DATASET ROWS:
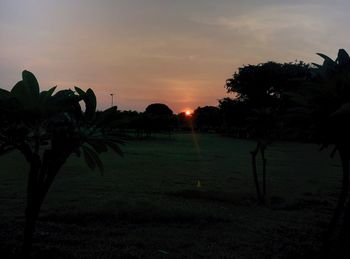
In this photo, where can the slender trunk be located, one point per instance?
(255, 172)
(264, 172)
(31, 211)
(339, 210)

---

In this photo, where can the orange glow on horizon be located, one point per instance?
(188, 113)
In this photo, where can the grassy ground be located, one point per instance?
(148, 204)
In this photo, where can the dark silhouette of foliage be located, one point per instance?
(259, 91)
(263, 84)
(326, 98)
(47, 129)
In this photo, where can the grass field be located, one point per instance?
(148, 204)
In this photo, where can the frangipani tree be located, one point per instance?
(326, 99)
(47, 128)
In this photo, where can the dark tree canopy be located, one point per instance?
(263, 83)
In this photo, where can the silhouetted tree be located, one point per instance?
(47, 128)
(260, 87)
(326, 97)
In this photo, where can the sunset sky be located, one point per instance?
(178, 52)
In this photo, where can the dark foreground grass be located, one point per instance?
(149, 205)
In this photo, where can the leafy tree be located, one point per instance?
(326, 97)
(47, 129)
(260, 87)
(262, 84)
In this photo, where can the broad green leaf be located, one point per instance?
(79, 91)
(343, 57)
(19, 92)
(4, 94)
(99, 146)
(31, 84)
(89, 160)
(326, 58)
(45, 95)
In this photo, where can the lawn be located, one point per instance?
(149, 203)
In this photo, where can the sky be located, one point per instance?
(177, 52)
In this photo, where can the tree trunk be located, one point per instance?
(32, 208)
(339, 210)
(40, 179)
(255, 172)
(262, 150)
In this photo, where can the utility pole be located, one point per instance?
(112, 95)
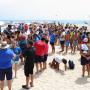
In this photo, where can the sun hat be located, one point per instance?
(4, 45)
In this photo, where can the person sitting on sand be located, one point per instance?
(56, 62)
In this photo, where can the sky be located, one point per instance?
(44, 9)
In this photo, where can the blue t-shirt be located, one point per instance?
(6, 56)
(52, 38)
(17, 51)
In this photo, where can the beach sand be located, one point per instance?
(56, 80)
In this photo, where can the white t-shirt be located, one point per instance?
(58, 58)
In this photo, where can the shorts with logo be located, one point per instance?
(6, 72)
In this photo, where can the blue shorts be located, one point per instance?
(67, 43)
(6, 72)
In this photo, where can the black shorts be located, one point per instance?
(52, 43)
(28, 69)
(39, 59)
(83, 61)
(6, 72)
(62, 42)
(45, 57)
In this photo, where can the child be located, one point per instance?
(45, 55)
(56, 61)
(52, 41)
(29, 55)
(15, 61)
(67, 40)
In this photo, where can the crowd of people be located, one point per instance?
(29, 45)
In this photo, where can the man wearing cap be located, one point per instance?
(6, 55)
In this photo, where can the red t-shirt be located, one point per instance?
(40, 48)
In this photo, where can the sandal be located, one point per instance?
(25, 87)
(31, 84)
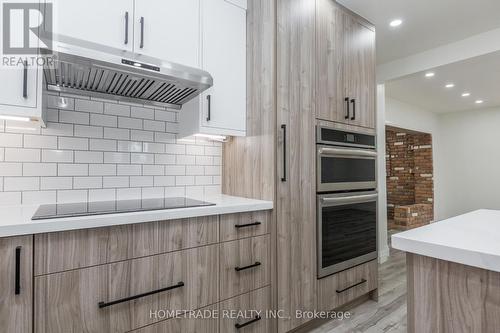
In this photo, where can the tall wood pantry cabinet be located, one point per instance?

==

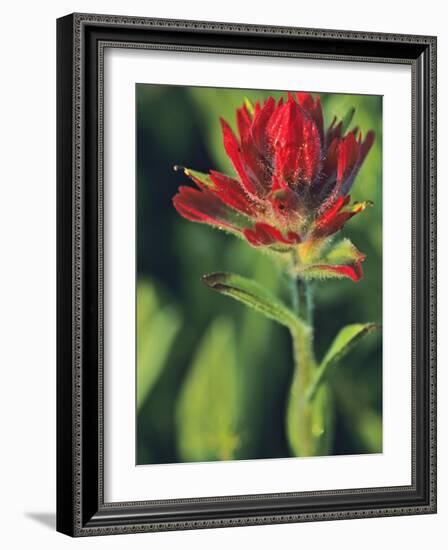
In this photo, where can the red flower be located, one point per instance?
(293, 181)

EXERCISE BRIEF:
Pick out every line in the items above that contains the string "shirt", matching case exactly.

RESPONSE TO THE TASK:
In this photo, where can the blue t-shirt be located, one point per instance?
In this photo, where can the white t-shirt be located, one point per instance?
In this photo, where can the red t-shirt be located, one point per instance?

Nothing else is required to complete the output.